WHAT THE TASK ASKS:
Answer these questions from the text on pharmaceutical research and development:
1. Which disease does the text offer as an example of a flood of new information?
2. According to the text, what can provide the conceptual synthesis that interdisciplinary R&D needs?
3. How does the text say models are currently managed?

Top of QUOTED PASSAGE

But…my projects are special.

But…my projects are special.

Scientists in the field of pharmaceutical research and development face a most daunting challenge. Our understanding of the diseases we work to treat grows more complex and perplexing with each new published study. Take, for example, the gusher of information coming out on Alzheimer’s disease. How can research findings from genetics, neurology, nutrition, protein chemistry, pharmacology, and epidemiology (just to name a few) be tracked, sorted, and used?

Interdisciplinary R&D needs a conceptual synthesis to bridge the disciplines and allow research results from one discipline to be applied to the questions of other disciplines. Disease-drug models can provide this conceptual synthesis. The predictive power of disease-drug models is likely to become the key determinant, and measure, of interdisciplinary research effectiveness.

Currently, creating a model is mostly an ad hoc process that’s dependent on special interests of project team members, previous experience of pharmacometricians, and current understanding of the disease process and drug pharmacology. Models are managed informally, with no established process of maintenance and storage. The result is that crucial information-bearing relationships represented in the model may go unnoticed. This hampers information flow across disciplinary groups and delays recognition of the need for critical studies that would inform the model and improve predictability. Consequently, harvesting the efficiencies that can come from recognizing and exploiting these commonalities are lost to the furious and time-consuming activities of specialty-focused research projects.

Bottom of QUOTED PASSAGE
Top of DATA EXCERPTS

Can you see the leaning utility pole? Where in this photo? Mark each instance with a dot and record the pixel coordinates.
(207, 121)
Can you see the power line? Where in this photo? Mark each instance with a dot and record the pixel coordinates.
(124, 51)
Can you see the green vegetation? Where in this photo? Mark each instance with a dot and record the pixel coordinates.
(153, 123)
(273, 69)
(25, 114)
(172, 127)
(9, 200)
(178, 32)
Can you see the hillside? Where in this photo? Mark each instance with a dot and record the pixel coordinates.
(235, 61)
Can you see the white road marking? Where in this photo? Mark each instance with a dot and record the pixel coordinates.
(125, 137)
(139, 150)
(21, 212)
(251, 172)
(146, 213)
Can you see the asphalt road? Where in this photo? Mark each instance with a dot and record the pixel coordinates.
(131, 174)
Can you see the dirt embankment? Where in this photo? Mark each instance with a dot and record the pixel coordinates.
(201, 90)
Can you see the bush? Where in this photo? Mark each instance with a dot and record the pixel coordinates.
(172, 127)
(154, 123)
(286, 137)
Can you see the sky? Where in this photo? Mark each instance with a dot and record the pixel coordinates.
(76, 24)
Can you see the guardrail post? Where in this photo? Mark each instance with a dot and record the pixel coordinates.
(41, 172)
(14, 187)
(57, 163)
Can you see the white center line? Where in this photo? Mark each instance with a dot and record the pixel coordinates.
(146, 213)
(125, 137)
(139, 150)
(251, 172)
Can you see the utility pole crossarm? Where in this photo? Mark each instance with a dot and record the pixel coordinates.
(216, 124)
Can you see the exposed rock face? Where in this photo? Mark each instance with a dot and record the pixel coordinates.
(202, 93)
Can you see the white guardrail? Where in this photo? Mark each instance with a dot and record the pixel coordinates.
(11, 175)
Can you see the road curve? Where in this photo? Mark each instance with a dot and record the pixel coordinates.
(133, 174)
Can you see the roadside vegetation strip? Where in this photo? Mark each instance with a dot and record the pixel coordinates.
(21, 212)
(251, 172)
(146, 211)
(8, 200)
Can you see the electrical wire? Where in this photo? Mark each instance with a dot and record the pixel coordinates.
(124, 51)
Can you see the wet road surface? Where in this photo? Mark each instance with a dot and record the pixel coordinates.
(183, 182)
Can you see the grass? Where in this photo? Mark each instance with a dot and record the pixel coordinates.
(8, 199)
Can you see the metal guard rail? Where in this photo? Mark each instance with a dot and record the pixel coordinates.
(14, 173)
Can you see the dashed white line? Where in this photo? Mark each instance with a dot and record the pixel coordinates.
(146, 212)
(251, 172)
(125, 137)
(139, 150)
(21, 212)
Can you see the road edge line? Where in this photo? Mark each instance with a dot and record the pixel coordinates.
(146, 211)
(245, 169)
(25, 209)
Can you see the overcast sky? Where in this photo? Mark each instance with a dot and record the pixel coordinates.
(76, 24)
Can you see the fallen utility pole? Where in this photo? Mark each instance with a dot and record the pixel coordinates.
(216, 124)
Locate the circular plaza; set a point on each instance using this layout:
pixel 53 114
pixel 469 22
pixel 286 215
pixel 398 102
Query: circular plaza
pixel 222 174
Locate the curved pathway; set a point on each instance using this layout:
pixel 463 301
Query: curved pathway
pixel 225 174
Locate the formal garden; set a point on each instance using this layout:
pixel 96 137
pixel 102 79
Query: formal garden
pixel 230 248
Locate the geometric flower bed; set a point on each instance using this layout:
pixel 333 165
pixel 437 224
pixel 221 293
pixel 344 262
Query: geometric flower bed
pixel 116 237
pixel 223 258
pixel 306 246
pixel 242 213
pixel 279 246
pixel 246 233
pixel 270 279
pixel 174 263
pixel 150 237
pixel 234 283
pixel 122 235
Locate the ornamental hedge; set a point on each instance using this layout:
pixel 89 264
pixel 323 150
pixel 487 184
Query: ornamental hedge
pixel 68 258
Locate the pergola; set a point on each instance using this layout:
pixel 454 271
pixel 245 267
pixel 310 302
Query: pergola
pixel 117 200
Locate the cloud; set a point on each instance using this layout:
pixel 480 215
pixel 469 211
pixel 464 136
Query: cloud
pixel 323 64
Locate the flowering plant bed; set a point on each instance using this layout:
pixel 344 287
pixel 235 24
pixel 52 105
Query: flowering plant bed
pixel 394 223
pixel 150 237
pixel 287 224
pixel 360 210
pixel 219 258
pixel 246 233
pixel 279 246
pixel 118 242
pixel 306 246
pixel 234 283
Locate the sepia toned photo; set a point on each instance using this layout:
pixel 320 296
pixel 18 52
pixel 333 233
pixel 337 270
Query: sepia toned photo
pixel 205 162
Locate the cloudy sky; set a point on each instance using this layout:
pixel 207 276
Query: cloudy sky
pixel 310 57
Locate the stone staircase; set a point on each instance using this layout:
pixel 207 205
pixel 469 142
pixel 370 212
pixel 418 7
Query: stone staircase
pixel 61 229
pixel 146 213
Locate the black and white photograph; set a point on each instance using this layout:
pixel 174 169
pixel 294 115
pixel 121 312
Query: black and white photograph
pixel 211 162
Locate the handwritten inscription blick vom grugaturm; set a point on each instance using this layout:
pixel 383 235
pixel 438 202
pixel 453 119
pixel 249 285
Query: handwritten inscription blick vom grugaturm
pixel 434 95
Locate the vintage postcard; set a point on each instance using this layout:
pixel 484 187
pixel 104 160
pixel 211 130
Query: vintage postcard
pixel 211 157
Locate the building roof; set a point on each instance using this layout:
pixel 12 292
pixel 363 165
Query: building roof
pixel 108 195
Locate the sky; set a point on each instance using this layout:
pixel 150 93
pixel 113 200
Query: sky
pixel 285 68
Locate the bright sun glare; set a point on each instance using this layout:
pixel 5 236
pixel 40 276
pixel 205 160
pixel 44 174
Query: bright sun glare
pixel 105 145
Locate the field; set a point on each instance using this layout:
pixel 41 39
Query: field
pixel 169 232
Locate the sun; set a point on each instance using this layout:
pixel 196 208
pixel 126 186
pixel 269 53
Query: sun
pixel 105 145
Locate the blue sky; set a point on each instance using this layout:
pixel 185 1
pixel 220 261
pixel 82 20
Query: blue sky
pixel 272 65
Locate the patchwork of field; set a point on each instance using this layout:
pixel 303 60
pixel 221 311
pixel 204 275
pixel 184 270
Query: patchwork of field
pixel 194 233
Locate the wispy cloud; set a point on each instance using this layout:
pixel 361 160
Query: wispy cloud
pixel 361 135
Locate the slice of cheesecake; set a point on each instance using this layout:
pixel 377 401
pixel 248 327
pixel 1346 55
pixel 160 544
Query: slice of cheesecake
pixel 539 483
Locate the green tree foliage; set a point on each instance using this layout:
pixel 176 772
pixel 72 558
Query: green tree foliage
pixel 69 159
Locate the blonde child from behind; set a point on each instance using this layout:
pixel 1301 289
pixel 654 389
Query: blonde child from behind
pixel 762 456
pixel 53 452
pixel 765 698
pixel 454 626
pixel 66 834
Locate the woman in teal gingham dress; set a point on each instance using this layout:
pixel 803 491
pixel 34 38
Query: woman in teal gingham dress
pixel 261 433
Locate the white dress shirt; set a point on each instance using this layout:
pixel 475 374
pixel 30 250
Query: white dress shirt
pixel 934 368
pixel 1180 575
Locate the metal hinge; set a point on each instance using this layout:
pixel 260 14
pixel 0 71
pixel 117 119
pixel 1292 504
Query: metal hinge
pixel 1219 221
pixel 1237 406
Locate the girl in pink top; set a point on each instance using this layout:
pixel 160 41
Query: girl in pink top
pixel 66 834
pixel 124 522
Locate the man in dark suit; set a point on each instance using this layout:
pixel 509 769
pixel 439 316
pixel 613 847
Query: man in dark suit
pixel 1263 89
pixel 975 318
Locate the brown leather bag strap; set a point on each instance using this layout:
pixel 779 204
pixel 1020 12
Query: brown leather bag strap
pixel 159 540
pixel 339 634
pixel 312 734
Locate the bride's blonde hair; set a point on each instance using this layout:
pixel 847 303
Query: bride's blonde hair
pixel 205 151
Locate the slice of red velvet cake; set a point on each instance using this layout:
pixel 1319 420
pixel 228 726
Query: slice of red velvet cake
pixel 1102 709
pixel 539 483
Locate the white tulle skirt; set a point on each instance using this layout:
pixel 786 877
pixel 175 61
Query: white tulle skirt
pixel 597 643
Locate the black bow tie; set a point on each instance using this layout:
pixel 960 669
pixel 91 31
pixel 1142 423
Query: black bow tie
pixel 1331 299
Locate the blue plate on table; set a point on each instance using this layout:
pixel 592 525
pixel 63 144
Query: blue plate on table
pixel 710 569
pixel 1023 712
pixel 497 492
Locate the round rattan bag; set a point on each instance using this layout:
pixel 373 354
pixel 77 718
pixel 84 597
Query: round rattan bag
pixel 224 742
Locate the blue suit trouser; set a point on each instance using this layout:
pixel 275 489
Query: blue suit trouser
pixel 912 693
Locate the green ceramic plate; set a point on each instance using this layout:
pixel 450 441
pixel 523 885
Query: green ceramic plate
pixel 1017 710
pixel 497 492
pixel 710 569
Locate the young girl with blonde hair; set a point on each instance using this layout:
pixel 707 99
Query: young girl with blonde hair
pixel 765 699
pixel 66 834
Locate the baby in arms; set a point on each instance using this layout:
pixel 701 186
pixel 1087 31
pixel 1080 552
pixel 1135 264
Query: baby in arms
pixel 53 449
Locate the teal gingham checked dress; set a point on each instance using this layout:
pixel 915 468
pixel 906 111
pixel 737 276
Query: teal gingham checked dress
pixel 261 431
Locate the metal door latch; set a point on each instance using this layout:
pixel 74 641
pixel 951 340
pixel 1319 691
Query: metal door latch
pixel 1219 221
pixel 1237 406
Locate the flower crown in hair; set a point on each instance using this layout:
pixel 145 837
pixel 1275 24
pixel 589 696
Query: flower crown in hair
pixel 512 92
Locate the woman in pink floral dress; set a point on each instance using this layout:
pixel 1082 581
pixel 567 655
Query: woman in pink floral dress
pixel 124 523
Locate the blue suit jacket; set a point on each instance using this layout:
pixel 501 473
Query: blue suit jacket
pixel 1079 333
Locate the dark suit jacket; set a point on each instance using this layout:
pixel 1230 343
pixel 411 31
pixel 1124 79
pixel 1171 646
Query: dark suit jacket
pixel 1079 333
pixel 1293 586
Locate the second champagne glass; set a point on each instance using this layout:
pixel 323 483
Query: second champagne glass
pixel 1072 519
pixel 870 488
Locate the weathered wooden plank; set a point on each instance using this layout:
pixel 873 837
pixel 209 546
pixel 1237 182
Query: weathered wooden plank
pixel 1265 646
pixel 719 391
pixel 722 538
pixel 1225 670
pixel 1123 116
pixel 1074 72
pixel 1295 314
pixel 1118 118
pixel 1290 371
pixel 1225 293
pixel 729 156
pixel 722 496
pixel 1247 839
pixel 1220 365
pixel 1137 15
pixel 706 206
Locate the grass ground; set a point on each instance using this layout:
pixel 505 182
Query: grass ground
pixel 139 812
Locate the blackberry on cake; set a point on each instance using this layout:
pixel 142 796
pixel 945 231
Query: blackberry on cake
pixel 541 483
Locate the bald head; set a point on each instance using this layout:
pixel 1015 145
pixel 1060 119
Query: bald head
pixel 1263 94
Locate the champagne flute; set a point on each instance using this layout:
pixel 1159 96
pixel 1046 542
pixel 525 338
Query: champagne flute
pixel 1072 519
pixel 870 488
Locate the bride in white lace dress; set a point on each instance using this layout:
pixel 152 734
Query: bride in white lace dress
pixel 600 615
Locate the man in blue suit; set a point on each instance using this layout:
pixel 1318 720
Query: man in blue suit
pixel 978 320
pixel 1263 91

Bottom of DATA EXCERPTS

YOUR RESPONSE:
1. Alzheimer's disease.
2. Disease-drug models.
3. Informally, with no established process of maintenance and storage.